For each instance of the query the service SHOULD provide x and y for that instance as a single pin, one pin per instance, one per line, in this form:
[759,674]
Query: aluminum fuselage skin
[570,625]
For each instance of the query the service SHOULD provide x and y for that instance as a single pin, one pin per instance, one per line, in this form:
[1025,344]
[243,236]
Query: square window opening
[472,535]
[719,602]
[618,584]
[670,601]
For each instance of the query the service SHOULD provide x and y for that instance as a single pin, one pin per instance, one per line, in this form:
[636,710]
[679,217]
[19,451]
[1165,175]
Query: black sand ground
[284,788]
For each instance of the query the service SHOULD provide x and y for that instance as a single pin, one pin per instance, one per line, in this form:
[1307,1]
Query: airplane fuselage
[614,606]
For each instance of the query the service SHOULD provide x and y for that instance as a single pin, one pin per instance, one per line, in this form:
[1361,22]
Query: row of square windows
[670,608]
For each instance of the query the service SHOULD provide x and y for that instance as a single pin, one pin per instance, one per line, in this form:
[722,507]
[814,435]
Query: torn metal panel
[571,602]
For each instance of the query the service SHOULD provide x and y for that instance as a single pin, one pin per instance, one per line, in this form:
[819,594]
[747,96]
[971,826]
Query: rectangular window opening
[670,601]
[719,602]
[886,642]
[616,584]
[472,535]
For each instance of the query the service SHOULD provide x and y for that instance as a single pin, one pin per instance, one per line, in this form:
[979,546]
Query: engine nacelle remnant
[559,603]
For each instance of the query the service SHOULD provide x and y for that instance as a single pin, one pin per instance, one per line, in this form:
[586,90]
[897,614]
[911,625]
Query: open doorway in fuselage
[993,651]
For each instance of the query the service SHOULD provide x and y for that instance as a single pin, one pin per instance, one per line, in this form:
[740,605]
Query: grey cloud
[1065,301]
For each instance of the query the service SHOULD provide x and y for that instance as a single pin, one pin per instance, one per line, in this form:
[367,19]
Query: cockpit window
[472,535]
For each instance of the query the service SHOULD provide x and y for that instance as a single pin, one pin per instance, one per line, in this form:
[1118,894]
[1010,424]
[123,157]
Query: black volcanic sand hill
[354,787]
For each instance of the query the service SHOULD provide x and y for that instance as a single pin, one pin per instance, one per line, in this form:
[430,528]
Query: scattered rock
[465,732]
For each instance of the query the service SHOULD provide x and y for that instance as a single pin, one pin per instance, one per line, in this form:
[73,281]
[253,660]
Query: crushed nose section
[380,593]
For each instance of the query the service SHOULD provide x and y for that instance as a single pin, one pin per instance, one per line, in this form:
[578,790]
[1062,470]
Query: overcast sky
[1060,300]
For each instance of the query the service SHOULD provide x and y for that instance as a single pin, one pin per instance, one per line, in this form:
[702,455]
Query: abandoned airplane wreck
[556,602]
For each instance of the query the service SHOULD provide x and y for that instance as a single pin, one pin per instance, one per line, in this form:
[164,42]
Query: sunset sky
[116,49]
—————
> [Task brief]
The records above must be repeated exactly, every one of them.

> [Finished exercise]
For each instance of the query the service SHOULD provide x and y for that instance as a single pin, one pin per instance, one per line, in this form:
[759,674]
Query: aluminum fuselage skin
[570,625]
For each instance of the query the service SHOULD provide x and y for that instance as a single pin, one pin per instance, one per line, in this form:
[1025,344]
[243,236]
Query: square window opening
[472,535]
[719,602]
[618,584]
[670,601]
For each instance of the query the service SHOULD provide x and y for that instance as a single pin, one pin per instance, one per line, in this form:
[636,710]
[679,217]
[19,451]
[1165,175]
Query: black sand ground
[284,788]
For each instance of the query the service SHOULD provide x and y for that instance as a single pin, one pin per instance, one per line, in this form:
[1307,1]
Query: airplane fuselage
[614,606]
For each instance of the query the service SHOULD provide x and y for that instance as a single pin, one pin per instance, one per line, in this form:
[1361,22]
Query: row of square windows
[670,608]
For each instance of the query the service SHOULD provide x and y for that instance as a single pin, one pin per instance, one per line, in this form:
[722,507]
[814,435]
Query: torn metal panel
[571,602]
For each instance of the query the service SHOULD provide x and y for that instance as a single pin, one pin per instance, one per line, in this form:
[819,594]
[747,96]
[971,826]
Query: rectangular window opening
[670,601]
[719,602]
[886,642]
[616,584]
[472,535]
For each instance of the query the service SHOULD provide x and y for that instance as a single pin, one pin per instance, one per line, in this form:
[979,546]
Query: engine nacelle remnant
[559,603]
For each instance of the query the service SHOULD provide x and y for that instance as a single pin, one pin per instance, one per line, in this form:
[586,90]
[897,614]
[911,625]
Query: open doorway in fuselage
[993,651]
For each instance of the query the service SHOULD provide x and y for that instance as a single pin, one pin per instance, one per line, in this form:
[740,605]
Query: grey cloud
[1065,301]
For each instance of the query the service SHOULD provide x and y for that instance as a single pin, one pin per instance, one per line, in this form:
[367,19]
Query: cockpit window
[472,535]
For each instance of the query the service SHOULD provide x and y for that instance as a single pin, one pin per instance, one per line, in this form:
[1118,894]
[1010,424]
[123,157]
Query: black volcanic sand hill
[354,787]
For each instance of the query the service SHOULD provide x and y for that instance as a single pin, one pin per instance, one per line, in this form:
[430,528]
Query: scattered rock
[465,732]
For each instance of the query the service SHOULD provide x and y for that instance as a single pin, one pin per instance, one per line, in this form:
[73,281]
[253,660]
Query: crushed nose section
[380,593]
For each instance of the query the service SHOULD provide x and y for that instance as a single pin, one pin per instance, one per line, in this form:
[578,790]
[1062,470]
Query: overcast sky
[1060,300]
For each instance of the query the service SHOULD provide x and y for that instance as a single pin, one pin per instance, one per line, in this form:
[702,455]
Query: abandoned airplane wreck
[556,602]
For each instance of the query the service SHOULD provide x and y for that instance as a single pin, one pin per instance, one per line, in this form:
[164,42]
Query: sunset sky
[116,49]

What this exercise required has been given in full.